PENANAMAN NILAI-NILAI PANCASILA DALAM KRISIS IDEOLOGI BANGSA

Emi susanti,12102241029,pendidikan luar sekolah,emmi_susantii@ymail.com,085729971646



Abstraks
Kencangnya globalisasi dengan segala macam dampak yang ditimbulkan telah menerjang bangsa ini dengan intensitas begitu tinggi, sedikit banyak telah mempengaruhi perilaku masyarakat negeri ini ke arah tumbuhnya masyarakat kapitalis. Dampak dari  itu semua menyebabkan melencengnya perilaku dari masyarakat terhadap  ideologi bangsa Pancasila yang seharusnya sebagai pandangan dan pegangan hidup bangsa Indonesia itu. Eksisnya budaya impor yang mengusung beragam faham-faham ideologi dari luar itu, sedikit banyak telah merubah bangsa ini, hingga membuat lunturnya semangat kebangsaan dan pemahaman ideologi bangsanya sendiri dan tanpa sadar telah merubah pola pikir dan gaya hidup kearah kebarat-baratan bagian dari masyarakat lebih modern. Bangsa ini sebenarnya tidak menutup mata atas datangnya kebudayaan luar hadir  dan tumbuh di tengah-tengah masyarakat, namun dalam implementasinya itu perlu adanya pengkajian secara mendalam tentang baik dan buruknya, hal tersebut bertujuan sebagai filter terhadap budaya yang datang tidak mematikan budaya lokal, hal tersebut dikarenakan penerapan ideologi negara yang membedakannya. Hadirnya budaya barat yang telah menguasai perilaku bangsa ini merupakan berkuasanya budaya luar mempengaruhi dan menguasai serta mempermainkan jiwa-jiwa republik ini yang tak dibentengi dengan kuatnya penanaman ideologi Pancasila di dalam dirinya, membuat terciptanya perilaku masyarakat yang meleceng dari seharusnya seperti yang telah digariskan oleh     ideologi Pancasila. Berbagai macam ketimpangan yang berkembang di tengah masyarakat hingga menimbulkan lunturnya jatidiri bangsa itu berdampak pada keterpurukan bangsa ini ke dalam krisis ke krisis ideologi bangsa. Kenyataan ini disebabkan apa yang namanya ideologi Pancasila selama ini hanya diperlakukan sebagai  tema, slogan dalam setiap kesempatan bahkan tak luput dari hiasan semata tanpa memperdulikan lagi pengimplementasian pengamalannya. Keberadaan ideologi Pancasila pada kenyataannya telah kalah pamornya dengan ideologi-ideologi lain yang telah terserap oleh warganya, bersamaan dengan arus globalisasi yang berkembang, dan ini akan terus menggerogoti Pancasila lebih dalam lagi hingga akhirnya tumbang dan lenyap ditelan derasnya modernisasi. Jika hal ini tidak diantisipasi secara serius oleh seluruh komponen negeri ini, bukan tidak mungkin Negara Kesatuan Republik Indonesia akan rontok Ideologinya oleh masyarakatnya sendiri.

────────────────

Latihan 1:
Jawablah pertanyaan berikut berdasarkan abstrak tentang penanaman nilai-nilai Pancasila.
(a) Globalisasi memengaruhi perilaku masyarakat ke arah tumbuhnya masyarakat apa?
(b) Selama ini ideologi Pancasila hanya diperlakukan sebagai apa?
(c) Apa yang mungkin menimpa Negara Kesatuan Republik Indonesia jika keadaan ini tidak diantisipasi secara serius oleh seluruh komponen negeri?
Latihan 2: Teruskan abstrak tentang penanaman nilai-nilai Pancasila mulai sesudah kalimat terakhir yang tercantum.

Data Tercatat:

────────────────

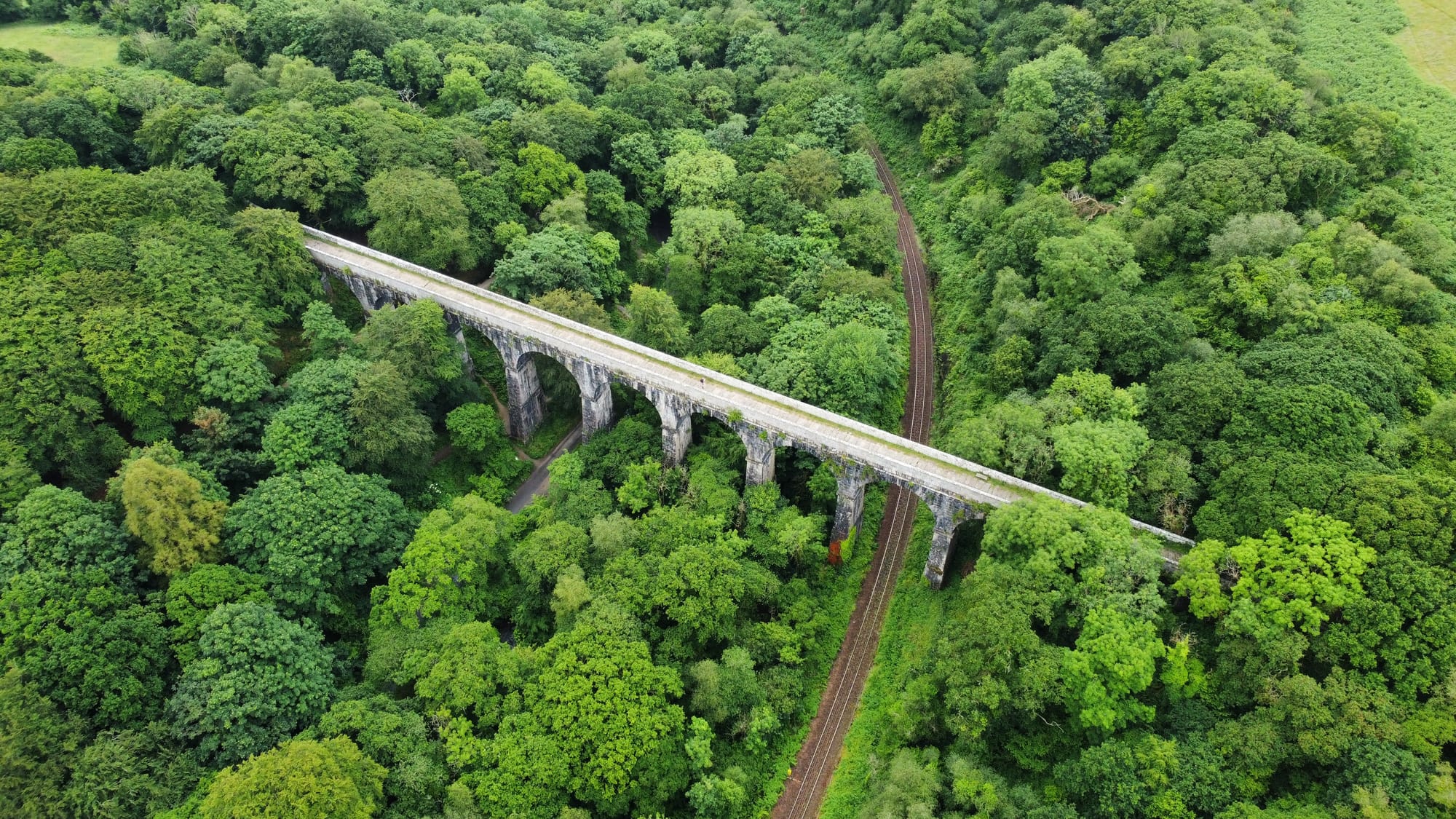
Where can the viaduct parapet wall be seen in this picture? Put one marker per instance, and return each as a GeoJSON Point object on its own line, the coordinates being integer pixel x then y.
{"type": "Point", "coordinates": [954, 488]}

────────────────

Jawaban Akhir 1:
(a) Ke arah tumbuhnya masyarakat kapitalis.
(b) Sebagai tema dan slogan dalam setiap kesempatan, bahkan sebagai hiasan semata, tanpa memedulikan pengamalannya.
(c) Ideologinya akan rontok oleh masyarakatnya sendiri.

Jawaban Akhir 2:
 Kata Kunci : Globalisasi, Krisis, Ideologi, Pancasila

A. Pendahuluan
Visi dari sistem demokrasi bangsa Indonesia, sudah terang dan jelas penggambarannya seperti yang telah dilahirkan dan diwariskan oleh para pendahulu pendiri bangsa ini yaitu ingin mewujudkan suatu pemerintahan yang mampu melindungi segenap tumpah darah bangsa Indonesia dalam bentuk Negara Kesatuan Republik Indonesia berdasarkan ideologi bangsa Pancasila. Dalam penjelasannya itu telah diuraikan, bahwa Negara Kesatuan Republik Indonesia bertujuan memajukan kesejateraan umum, mencerdaskan kehidupan bangsa, dan turut serta mewujudkan perdamaian ”abadi” baik dalam lingkup wilayah Negara Kesatuan Republik Indonesia itu sendiri  maupun lingkup wilayah dunia, berdasarkan Ketuhanan Yang Maha Esa, Kemanusian Yang Adil dan Beradab, Persatuan Indonesia, Kerakyatan yang Dipimpin oleh Hikmah Kebijaksanaan dalam Permusyawaratan/ Perwakilan dan Keadilan Bagi Seluruh Rakyat Indonesia. Kelima kalimat ini lebih dikenal dengan sebutan Lima Sila dari pemaknaan kata Pancasila telah menjadi satu-satunya ideologi sebagai pandangan dan pegangan hidup bagi seluruh rakyat Indonesia. Kelima Sila dari makna Pancasila tersebut, merupakan hasil pemikiran para tokoh pejuang bangsa yang telah membebaskan dari cengkraman para penjajah dan menjadi kehendak sekaligus suatu pernyataan sebagai Ideologi Bangsa Indonesia dari Para pendahulu pendiri bangsa ini, sehingga Pancasila harus didudukan sebagai landasan orientasi dan pendekatan bahkan sebagai instrumen dalam segala macam bentuk praktik-praktik berdemokrasi  suatu pemerintahan negara yang bersih dan berwibawa demi terwujudnya cita-cita luhur bangsa yaitu untuk mewujudkan masyarakat yang adil dan makmur bagi seluruh masyarakat Indonesia.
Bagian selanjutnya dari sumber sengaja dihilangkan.